◆ Aim of the task: Write out every line of the listing below without any changes, but omit the pictures.

(Image location labeling entries)
— begin —
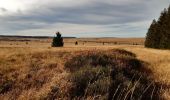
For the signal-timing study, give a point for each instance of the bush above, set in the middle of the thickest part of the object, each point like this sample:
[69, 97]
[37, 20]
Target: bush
[57, 41]
[158, 35]
[113, 75]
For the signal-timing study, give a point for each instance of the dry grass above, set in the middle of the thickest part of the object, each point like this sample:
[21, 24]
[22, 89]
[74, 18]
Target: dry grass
[42, 67]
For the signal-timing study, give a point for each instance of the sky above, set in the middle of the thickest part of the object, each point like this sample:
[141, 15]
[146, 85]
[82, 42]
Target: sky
[79, 18]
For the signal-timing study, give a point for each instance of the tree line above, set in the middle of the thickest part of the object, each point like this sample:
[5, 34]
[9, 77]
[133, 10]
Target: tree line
[158, 35]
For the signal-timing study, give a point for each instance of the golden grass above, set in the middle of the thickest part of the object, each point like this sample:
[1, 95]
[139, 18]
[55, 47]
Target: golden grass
[16, 58]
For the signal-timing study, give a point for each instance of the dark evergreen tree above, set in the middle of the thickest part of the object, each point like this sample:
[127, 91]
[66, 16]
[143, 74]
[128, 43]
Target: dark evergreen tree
[158, 35]
[58, 40]
[150, 36]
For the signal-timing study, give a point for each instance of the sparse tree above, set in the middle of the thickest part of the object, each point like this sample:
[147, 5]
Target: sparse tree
[158, 35]
[76, 43]
[57, 40]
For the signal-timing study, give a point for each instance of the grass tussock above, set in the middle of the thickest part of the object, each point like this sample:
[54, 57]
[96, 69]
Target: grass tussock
[79, 74]
[115, 74]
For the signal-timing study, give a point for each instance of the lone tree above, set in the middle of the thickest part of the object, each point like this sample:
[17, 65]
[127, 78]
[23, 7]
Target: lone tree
[58, 40]
[158, 35]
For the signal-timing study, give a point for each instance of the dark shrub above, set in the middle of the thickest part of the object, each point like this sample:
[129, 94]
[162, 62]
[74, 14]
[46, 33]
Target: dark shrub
[57, 41]
[112, 75]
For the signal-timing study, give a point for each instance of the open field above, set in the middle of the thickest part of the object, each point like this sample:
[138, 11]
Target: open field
— end —
◆ Expected answer:
For the signal-timing study, give a point for each instance of the bush above, set in the middle of the thickest part of the object, each point like this sample:
[69, 97]
[37, 20]
Target: bush
[57, 41]
[158, 35]
[113, 75]
For the signal-timing study, give a point for each instance of the dry grass above, set in the middle of the thickest part of the object, each point like this sample:
[21, 24]
[22, 89]
[74, 18]
Target: dry grass
[42, 67]
For the signal-timing study, give a point for each instance of the sky above, set in the middle of the thickest part of the object, each point like this sample:
[141, 15]
[146, 85]
[82, 42]
Target: sky
[79, 18]
For the signal-timing study, give a point for each instance of the tree line above, set in the middle of the thickest part of the object, each point like this sample:
[5, 34]
[9, 77]
[133, 10]
Target: tree line
[158, 35]
For the signal-timing study, give a point for each instance of the golden grass above, set in the middle of the thickest part of the object, each point like this sample:
[1, 95]
[139, 18]
[55, 47]
Target: golden grass
[16, 58]
For the signal-timing study, give a point for each instance of the dark evergreen tree above, set in the middle of the thickest part of the object, each point like this sample:
[127, 91]
[66, 16]
[143, 74]
[128, 43]
Target: dark evergreen tree
[158, 35]
[58, 40]
[150, 36]
For the signal-timing study, give a point for each instance of the sparse tree above, set in the middle of the thickest part of the object, each point like this sample:
[147, 5]
Target: sparse tree
[158, 35]
[76, 43]
[57, 40]
For the signal-timing study, give a point for each instance of the grass tussock above, set in the middle of the thickest part of the object, each point like this sample:
[54, 57]
[96, 69]
Target: grass tussock
[79, 74]
[115, 74]
For the signal-timing study, give a point for each instance of the lone tree above, set in the middle of the thickest part of the object, each point like this sample:
[17, 65]
[127, 78]
[23, 7]
Target: lone tree
[58, 40]
[158, 35]
For the signal-timing study, give a point for each instance of the dark shrub above, set in the middle of the thickest part of the object, each point like this sample:
[129, 94]
[162, 62]
[74, 14]
[46, 33]
Target: dark shrub
[57, 41]
[112, 75]
For the signal-timing study, give a point for each instance of the open field above, set in the middle of the thickest part of the object, each point like this sample:
[138, 11]
Target: open field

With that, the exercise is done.